EXERCISE REQUIREMENTS: Copy out the lines below, swapping each "hay" for "straw" and keeping everything else the same.

Collected data entries:
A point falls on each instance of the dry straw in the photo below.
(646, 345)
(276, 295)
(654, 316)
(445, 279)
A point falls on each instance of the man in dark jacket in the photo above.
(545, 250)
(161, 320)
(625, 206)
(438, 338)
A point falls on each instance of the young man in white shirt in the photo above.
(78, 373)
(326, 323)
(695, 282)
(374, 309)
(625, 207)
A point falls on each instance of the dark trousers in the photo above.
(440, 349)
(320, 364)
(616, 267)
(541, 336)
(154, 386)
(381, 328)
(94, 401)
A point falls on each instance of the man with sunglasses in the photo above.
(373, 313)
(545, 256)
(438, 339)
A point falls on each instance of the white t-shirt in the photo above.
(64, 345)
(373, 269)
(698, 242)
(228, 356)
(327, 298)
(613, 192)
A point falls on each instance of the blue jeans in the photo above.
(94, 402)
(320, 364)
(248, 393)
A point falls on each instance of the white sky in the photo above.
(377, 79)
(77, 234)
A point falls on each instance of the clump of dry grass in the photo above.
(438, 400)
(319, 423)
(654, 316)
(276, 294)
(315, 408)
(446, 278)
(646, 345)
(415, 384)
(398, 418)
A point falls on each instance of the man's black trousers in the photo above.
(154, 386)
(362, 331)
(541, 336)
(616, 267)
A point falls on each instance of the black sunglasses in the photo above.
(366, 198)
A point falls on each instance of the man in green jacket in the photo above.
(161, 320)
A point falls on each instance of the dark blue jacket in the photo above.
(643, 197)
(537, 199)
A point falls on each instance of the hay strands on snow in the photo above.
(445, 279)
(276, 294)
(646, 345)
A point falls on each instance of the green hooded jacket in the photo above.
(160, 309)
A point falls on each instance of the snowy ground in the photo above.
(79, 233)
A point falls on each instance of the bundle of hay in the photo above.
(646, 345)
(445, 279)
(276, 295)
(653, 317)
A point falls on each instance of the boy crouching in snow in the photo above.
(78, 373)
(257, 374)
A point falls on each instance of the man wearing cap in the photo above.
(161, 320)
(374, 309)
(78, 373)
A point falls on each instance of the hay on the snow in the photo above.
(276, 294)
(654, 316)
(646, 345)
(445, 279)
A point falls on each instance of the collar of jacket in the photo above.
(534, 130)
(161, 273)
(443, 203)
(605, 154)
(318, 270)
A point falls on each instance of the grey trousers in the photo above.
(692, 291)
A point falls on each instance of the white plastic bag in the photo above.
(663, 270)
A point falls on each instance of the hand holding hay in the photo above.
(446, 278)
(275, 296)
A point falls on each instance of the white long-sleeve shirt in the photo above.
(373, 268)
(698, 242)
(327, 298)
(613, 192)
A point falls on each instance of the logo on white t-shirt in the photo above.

ANSWER:
A point falls on each instance of the dry straw in the photo below.
(646, 345)
(276, 295)
(654, 316)
(445, 279)
A point falls on each instance of the man in dark jacket in the photo above.
(545, 250)
(161, 320)
(625, 206)
(438, 338)
A point falls on each instance of the young man in white shirt in the photo above.
(78, 373)
(326, 323)
(695, 282)
(374, 309)
(625, 207)
A point falls on each instance of the dark trousers in the photo above.
(440, 349)
(320, 364)
(616, 267)
(541, 336)
(154, 386)
(381, 328)
(94, 401)
A point falls on each instance of the man with sunglasses in the photo above.
(373, 313)
(545, 256)
(438, 339)
A point falls on each instance of the white t-shirt in the photo above.
(64, 345)
(373, 269)
(698, 242)
(228, 356)
(327, 298)
(613, 192)
A point falls on each instance of the blue jeans in the photo above.
(94, 402)
(320, 364)
(248, 393)
A point falls on each instance of the white sky in the photo above.
(377, 79)
(77, 234)
A point falls on each instance of the clump of dry grass in the photo above.
(438, 400)
(319, 423)
(654, 316)
(276, 294)
(315, 408)
(446, 278)
(646, 345)
(415, 384)
(398, 418)
A point falls on each instance of the man's black trousers in the photo above.
(154, 386)
(362, 331)
(541, 336)
(616, 267)
A point falls on each instance of the black sunglasses in the photo above.
(366, 198)
A point falls on each instance of the man in green jacket in the photo above.
(161, 320)
A point falls on each instance of the dark blue jacket in the photo above.
(643, 197)
(537, 199)
A point falls on each instance of the straw strands on snow in the photo above.
(445, 279)
(276, 294)
(646, 345)
A point falls on each instance of the green hooded jacket in the photo above.
(160, 309)
A point falls on each instance of the snowy ground in the photo above.
(79, 233)
A point falls on each instance of the bundle of straw in the photo above.
(646, 345)
(445, 279)
(276, 295)
(653, 317)
A point falls on each instance of the boy crouching in snow in the photo above.
(78, 373)
(257, 374)
A point falls on each instance of the man wearing cap in the photo above.
(161, 320)
(374, 309)
(78, 373)
A point falls on each instance of the straw on the snow in the photo above.
(276, 294)
(654, 316)
(646, 345)
(445, 279)
A point falls on each instance of the collar of jacket in the photo above.
(534, 130)
(161, 273)
(443, 203)
(605, 154)
(318, 270)
A point falls on each instance of the grey trousers in the photo above.
(692, 291)
A point falls on each instance of the white plastic bag in the photo above.
(663, 270)
A point falls on each instance of the hand holding straw in the photo above.
(446, 278)
(275, 296)
A point falls on each instance of the white long-sleeve shirt in the photo above.
(373, 268)
(698, 242)
(327, 298)
(613, 192)
A point falls on each instance of the logo on white t-shirt in the photo above.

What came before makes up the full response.